Reproduce each of the items below word for word, without any changes.

[Dataset excerpt]
▼
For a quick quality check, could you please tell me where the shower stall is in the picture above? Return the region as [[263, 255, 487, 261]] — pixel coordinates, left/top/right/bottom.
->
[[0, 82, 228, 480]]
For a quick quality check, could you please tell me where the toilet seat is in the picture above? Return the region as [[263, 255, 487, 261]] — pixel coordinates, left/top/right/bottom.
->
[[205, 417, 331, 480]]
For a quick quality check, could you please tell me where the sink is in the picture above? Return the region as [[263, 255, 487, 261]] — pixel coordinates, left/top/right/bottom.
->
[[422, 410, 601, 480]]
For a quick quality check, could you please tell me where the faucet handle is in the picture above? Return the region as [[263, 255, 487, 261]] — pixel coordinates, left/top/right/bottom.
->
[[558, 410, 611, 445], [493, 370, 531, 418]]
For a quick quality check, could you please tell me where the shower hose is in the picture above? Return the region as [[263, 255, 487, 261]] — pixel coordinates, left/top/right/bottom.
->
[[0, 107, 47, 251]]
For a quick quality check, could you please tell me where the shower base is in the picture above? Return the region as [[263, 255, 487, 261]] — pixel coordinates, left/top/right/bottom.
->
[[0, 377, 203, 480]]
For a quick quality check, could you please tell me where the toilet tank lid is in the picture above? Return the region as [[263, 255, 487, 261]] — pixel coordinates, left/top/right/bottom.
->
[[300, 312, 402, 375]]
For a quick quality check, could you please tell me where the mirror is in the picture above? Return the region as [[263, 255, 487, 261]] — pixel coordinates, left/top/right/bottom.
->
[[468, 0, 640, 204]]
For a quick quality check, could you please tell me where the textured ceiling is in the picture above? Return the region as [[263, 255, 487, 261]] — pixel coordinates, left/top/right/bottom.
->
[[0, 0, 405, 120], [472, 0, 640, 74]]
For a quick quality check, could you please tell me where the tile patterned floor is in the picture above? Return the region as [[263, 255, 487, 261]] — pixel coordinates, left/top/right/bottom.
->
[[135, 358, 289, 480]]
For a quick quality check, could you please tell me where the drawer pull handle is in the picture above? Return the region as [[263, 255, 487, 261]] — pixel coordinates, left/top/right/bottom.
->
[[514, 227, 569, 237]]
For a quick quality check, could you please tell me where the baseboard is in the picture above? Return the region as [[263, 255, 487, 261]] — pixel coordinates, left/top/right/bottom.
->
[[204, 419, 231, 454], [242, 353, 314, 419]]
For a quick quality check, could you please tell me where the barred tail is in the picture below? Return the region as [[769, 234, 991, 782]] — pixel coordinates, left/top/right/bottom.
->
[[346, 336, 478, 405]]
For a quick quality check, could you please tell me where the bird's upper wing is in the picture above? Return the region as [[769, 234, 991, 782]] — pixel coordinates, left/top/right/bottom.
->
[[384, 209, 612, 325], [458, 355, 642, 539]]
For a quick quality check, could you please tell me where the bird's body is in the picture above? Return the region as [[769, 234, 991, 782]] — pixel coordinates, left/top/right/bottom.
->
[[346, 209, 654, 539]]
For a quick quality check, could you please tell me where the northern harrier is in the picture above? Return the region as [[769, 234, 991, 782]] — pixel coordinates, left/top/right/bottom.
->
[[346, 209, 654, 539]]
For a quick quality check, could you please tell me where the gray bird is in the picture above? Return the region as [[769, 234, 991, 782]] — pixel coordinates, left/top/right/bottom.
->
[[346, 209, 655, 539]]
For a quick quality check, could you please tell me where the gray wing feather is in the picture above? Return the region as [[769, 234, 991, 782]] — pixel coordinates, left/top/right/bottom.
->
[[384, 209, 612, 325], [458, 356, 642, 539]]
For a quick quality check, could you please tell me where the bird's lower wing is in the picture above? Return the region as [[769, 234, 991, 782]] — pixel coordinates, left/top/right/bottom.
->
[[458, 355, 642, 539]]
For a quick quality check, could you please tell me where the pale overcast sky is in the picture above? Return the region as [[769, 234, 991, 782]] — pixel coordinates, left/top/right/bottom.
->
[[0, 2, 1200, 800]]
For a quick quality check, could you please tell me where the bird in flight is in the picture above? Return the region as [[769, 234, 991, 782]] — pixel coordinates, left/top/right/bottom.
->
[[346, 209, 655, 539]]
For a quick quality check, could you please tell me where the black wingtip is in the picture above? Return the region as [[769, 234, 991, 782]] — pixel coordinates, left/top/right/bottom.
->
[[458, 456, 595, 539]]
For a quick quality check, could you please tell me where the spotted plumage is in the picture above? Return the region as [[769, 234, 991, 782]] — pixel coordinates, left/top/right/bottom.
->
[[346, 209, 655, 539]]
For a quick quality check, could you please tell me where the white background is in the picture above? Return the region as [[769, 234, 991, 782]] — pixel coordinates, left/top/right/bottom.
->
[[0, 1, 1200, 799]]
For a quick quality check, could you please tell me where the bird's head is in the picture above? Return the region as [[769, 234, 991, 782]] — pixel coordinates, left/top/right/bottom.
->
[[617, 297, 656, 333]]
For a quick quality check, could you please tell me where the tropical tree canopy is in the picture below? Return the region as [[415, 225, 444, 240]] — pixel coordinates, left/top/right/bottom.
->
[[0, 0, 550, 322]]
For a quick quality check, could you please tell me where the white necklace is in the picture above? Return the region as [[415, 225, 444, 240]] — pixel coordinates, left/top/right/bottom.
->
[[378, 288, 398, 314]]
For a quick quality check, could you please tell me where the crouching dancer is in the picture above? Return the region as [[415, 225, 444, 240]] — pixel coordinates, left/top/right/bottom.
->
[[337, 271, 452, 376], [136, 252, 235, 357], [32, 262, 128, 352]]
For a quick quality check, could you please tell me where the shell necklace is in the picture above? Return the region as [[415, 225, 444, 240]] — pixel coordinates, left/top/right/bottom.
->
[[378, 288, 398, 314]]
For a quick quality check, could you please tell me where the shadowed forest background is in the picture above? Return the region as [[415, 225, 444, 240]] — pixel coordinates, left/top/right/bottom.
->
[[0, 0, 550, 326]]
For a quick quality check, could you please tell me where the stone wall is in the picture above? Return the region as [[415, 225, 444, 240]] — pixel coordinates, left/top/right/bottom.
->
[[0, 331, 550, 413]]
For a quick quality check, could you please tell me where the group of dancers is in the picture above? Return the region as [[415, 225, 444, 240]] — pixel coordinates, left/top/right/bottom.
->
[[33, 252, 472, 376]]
▲
[Answer to this problem]
For a quick quality check, could you please tell me where the shower stall is in the picture above? Return the region as [[263, 255, 487, 261]] — pixel coordinates, left/top/right/bottom.
->
[[0, 82, 228, 480]]
For a quick quality check, could you please tell me where the toilet seat is in the picture above? Return the region as [[263, 255, 487, 261]] — pixel coordinates, left/top/right/bottom.
->
[[205, 417, 331, 480]]
For a quick quality check, could you please tell me where the sink is in the picture above? Return the region as [[263, 255, 487, 261]] — pixel coordinates, left/top/right/bottom.
->
[[422, 410, 601, 480]]
For a quick quality check, could you please tell me where the faucet handle is in the picture above? Return the region as [[263, 255, 487, 261]] — pixel coordinates, left/top/right/bottom.
->
[[558, 410, 611, 445], [493, 370, 531, 418]]
For a quick quality check, could you please tell me where the shower hose is in the picture above? Return the region as [[263, 255, 487, 261]] — pixel coordinates, left/top/right/bottom.
->
[[0, 107, 47, 251]]
For a quick quality check, could you please tell me where the shower base is in the picture above? Return the region as [[263, 255, 487, 261]] — pixel coordinates, left/top/right/bottom.
->
[[0, 377, 203, 480]]
For a quick quality check, could you please tell me where the toilet tank lid is in the picture above? Return the region as [[263, 255, 487, 261]] — pixel coordinates, left/top/right/bottom.
->
[[300, 312, 402, 375]]
For a quick quality check, could you please tell me where the mirror is in the picture above? Return the region as [[263, 255, 487, 261]] — pixel coordinates, left/top/right/bottom.
->
[[468, 0, 640, 204]]
For a quick quality check, could you please tell me where the textured ceiling is in the picture above? Return the region as [[263, 255, 487, 261]] — pixel coordinates, left/top/right/bottom.
->
[[0, 0, 405, 120], [472, 0, 640, 74]]
For a quick quality check, could you please tell me where the tile patterned floor is in the picture above? Return the region as [[263, 255, 487, 261]] — pixel coordinates, left/top/right/bottom.
->
[[135, 358, 289, 480]]
For a quick quality check, could you please tell me where the drawer pull handle is in the picture above? Return the region as [[263, 255, 487, 261]] — pixel coordinates, left/top/right/bottom.
->
[[514, 227, 569, 237]]
For a quick quality check, could you please tell me where the baseboard is in the picture above? Return the region as [[263, 255, 487, 261]] — pixel coordinates, left/top/right/bottom.
->
[[204, 419, 231, 454], [242, 353, 314, 419]]
For a quick quality check, could you please tell me where the barred tail is in the picture below? Return the region as [[769, 234, 991, 782]] — pixel coordinates, left/top/right/bottom.
->
[[346, 336, 478, 405]]
For a quick quality check, could you please tell me where the bird's upper wing is in the picture above? Return the region as [[769, 234, 991, 782]] — pixel coordinates, left/top/right/bottom.
->
[[384, 209, 612, 325], [458, 355, 642, 539]]
For a quick quality check, could you please tell me where the bird's body is in the picture above? Return the region as [[769, 234, 991, 782]] — pixel coordinates, left/top/right/bottom.
->
[[346, 209, 654, 539]]
For a quick quality check, could you please tell me where the northern harrier is in the picture above? Return the region as [[769, 234, 991, 782]] — pixel coordinates, left/top/right/bottom.
->
[[346, 209, 654, 539]]
For a quick quality check, could you please tell me where the gray bird is in the picture above? Return the region as [[769, 234, 991, 782]] — pixel coordinates, left/top/right/bottom.
->
[[346, 209, 655, 539]]
For a quick quality check, could you please tell me where the gray wing feather is in the picture above? Return the region as [[769, 234, 991, 782]] — pixel coordinates, left/top/right/bottom.
->
[[384, 209, 612, 325], [458, 356, 642, 539]]
For a quick quality check, could you please tell me where the bird's lower wing is in the picture above? Return the region as [[769, 234, 991, 782]] — pixel coordinates, left/top/right/bottom.
->
[[458, 355, 642, 539]]
For a quick quality check, could you please tell me where the pale overcast sky is in the picture above? Return the region as [[769, 234, 991, 782]] — pixel coordinates, left/top/right/bottom.
->
[[0, 2, 1200, 800]]
For a quick quality check, could you please tell me where the bird in flight is in the picture above? Return the region as [[769, 234, 991, 782]] — pixel coordinates, left/top/right/bottom.
->
[[346, 209, 655, 539]]
For a quick quality check, could you please tell me where the black wingtip is in the picture above? Return the region as [[769, 234, 991, 782]] — pixel coordinates, left/top/right/bottom.
->
[[458, 456, 595, 539]]
For a quick quality check, could you please tell me where the spotted plumage is in the picture above? Return the region as [[769, 234, 991, 782]] — pixel coordinates, left/top/right/bottom.
->
[[346, 209, 655, 539]]
For a quick quality check, could you please tell me where the white background is in the picture above? Return the region as [[769, 234, 991, 782]] — pixel coordinates, left/top/right/bottom.
->
[[0, 1, 1200, 799]]
For a quick quality check, could you please tell me where the bird's head is in the picture above? Return the region as [[769, 234, 991, 782]] — pixel coordinates, left/top/right/bottom.
->
[[617, 297, 656, 333]]
For a quick quality check, could you please tell me where the tropical tree canopy is in the picture below? Return the region as [[415, 225, 444, 240]] — pixel coordinates, left/top/right/bottom.
->
[[0, 0, 550, 322]]
For a quick quality check, could you please tell me where the white necklace is in the picture above? Return the region as [[415, 225, 444, 240]] — pixel coordinates, left/top/right/bottom.
->
[[378, 288, 398, 314]]
For a quick quality check, could you please tell me where the crouching dancer is in the picture above? Return the region as [[415, 225, 444, 240]] — pixel coordinates, left/top/right/bottom.
->
[[337, 271, 452, 376], [136, 252, 235, 357], [32, 262, 128, 352]]
For a quick quality check, could you please tell me where the shell necklace is in the picture above? Return the region as [[415, 225, 444, 240]] — pixel coordinates, left/top/right/bottom.
->
[[378, 288, 398, 314]]
For a quick quality check, could you please tell me where the shadowed forest background is in the picture above? Return the region as [[415, 225, 444, 240]] — pixel coordinates, left/top/right/bottom.
->
[[0, 0, 550, 326]]
For a quick quality check, could you please tell me where the stone wall is in the picture above? Return the region as [[415, 225, 444, 240]] — pixel coordinates, left/top/right/bottom.
->
[[0, 331, 550, 413]]
For a quick quality check, could you please tell me where the group of dancers is in the picture above? Return the region as [[415, 225, 444, 240]] — pixel coordinates, left/top/right/bottom.
->
[[33, 252, 472, 376]]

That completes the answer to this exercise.